Loss not tracking gradient

a-lemus96 / fs-nerf

PyTorch implementation for experimenting with frequency regularized Neural Radiance Fields.

1 stars 0 forks source link

Loss not tracking gradient #69

Closed a-lemus96 closed 8 months ago

a-lemus96 commented 8 months ago

Encountered the following error


Traceback (most recent call last):

  File "/home/lemus/projects/fs-nerf/src/run-nerf.py", line 535, in <module>

    main()

  File "/home/lemus/projects/fs-nerf/src/run-nerf.py", line 435, in main

    train(

  File "/home/lemus/projects/fs-nerf/src/run-nerf.py", line 268, in train

    loss.backward()

-----

§ **EXERCISE TASK**
Reproduce the part of the issue that opens with the words containing "Traceback (most recent" and closes with "loss.backward()", renaming "run-nerf.py" to "train_nerf.py" throughout. The entries that follow are separate material, unrelated to the issue.

-----

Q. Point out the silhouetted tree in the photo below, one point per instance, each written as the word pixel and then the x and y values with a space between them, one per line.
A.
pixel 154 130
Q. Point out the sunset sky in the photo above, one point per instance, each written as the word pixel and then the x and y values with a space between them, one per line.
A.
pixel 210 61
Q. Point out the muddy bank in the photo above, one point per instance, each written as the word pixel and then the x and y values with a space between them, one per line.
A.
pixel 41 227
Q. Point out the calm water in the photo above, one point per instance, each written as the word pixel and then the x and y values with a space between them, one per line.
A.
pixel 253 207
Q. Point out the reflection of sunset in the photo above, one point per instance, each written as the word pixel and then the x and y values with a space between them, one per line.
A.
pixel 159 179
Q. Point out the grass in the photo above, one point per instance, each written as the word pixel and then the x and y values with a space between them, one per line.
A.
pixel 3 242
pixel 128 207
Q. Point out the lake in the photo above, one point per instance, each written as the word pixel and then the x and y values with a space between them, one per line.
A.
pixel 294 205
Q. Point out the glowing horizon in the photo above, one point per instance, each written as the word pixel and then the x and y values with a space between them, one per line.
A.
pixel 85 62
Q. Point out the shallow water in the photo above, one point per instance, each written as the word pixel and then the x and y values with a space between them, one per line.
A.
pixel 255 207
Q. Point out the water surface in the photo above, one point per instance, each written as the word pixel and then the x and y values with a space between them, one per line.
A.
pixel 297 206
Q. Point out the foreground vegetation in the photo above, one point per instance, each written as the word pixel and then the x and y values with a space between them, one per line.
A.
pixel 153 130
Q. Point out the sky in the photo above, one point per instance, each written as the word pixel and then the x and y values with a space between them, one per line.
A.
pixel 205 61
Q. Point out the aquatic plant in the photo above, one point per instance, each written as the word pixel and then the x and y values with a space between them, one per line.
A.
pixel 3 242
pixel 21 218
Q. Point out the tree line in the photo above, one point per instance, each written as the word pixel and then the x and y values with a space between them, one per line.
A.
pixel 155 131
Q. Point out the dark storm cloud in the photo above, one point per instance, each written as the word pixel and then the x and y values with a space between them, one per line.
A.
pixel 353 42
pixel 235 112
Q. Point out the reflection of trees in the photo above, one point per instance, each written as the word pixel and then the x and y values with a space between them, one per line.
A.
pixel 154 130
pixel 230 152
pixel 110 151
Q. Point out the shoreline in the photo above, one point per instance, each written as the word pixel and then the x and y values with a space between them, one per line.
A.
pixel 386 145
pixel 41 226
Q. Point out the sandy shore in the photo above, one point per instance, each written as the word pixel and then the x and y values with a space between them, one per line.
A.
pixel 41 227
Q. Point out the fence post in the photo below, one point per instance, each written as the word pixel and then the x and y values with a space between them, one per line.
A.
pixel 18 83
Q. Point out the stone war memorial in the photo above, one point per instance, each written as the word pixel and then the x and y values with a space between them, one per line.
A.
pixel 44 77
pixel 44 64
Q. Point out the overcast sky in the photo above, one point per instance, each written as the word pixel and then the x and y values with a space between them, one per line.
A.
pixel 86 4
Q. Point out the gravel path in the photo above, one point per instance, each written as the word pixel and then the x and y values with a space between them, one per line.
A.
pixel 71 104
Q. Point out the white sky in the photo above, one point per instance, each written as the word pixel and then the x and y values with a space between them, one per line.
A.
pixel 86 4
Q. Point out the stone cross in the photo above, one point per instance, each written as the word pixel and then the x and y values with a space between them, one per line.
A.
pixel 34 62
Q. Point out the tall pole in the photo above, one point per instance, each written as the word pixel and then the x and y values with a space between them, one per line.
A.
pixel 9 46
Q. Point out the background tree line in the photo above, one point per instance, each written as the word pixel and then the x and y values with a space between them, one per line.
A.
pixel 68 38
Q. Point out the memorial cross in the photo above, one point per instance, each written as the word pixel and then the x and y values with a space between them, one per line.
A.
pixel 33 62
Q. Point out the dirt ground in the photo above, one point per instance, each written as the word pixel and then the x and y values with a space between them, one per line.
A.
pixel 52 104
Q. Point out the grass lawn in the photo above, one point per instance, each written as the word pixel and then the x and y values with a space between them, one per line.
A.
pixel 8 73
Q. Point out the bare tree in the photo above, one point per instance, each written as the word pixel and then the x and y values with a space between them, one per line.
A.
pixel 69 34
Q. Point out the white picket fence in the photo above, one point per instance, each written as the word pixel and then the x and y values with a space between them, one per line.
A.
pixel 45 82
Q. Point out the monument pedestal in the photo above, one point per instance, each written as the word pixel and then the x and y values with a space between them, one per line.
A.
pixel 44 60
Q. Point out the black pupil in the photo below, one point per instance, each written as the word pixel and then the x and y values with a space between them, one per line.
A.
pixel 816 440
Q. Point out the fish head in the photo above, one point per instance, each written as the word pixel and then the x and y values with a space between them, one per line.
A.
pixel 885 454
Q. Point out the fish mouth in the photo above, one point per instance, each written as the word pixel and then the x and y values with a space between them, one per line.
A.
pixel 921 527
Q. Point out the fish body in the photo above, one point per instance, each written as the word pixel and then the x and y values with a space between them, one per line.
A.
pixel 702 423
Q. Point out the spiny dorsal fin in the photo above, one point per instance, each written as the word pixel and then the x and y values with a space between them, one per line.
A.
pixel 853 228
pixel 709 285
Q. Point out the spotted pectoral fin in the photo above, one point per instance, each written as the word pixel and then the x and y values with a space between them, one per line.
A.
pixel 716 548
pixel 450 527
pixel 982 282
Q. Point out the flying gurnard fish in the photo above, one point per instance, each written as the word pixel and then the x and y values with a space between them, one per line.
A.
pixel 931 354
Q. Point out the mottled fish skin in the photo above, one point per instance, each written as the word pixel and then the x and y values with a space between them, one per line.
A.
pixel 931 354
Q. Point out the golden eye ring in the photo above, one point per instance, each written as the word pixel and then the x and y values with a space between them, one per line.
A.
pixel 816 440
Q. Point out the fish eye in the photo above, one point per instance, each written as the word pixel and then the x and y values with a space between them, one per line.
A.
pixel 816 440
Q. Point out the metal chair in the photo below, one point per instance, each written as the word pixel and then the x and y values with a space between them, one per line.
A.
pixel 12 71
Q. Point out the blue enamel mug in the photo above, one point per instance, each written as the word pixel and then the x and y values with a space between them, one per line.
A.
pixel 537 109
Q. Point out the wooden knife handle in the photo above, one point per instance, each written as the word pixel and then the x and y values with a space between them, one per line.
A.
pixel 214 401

-----

§ **FULL ANSWER**
Traceback (most recent call last):

  File "/home/lemus/projects/fs-nerf/src/train_nerf.py", line 535, in <module>

    main()

  File "/home/lemus/projects/fs-nerf/src/train_nerf.py", line 435, in main

    train(

  File "/home/lemus/projects/fs-nerf/src/train_nerf.py", line 268, in train

    loss.backward()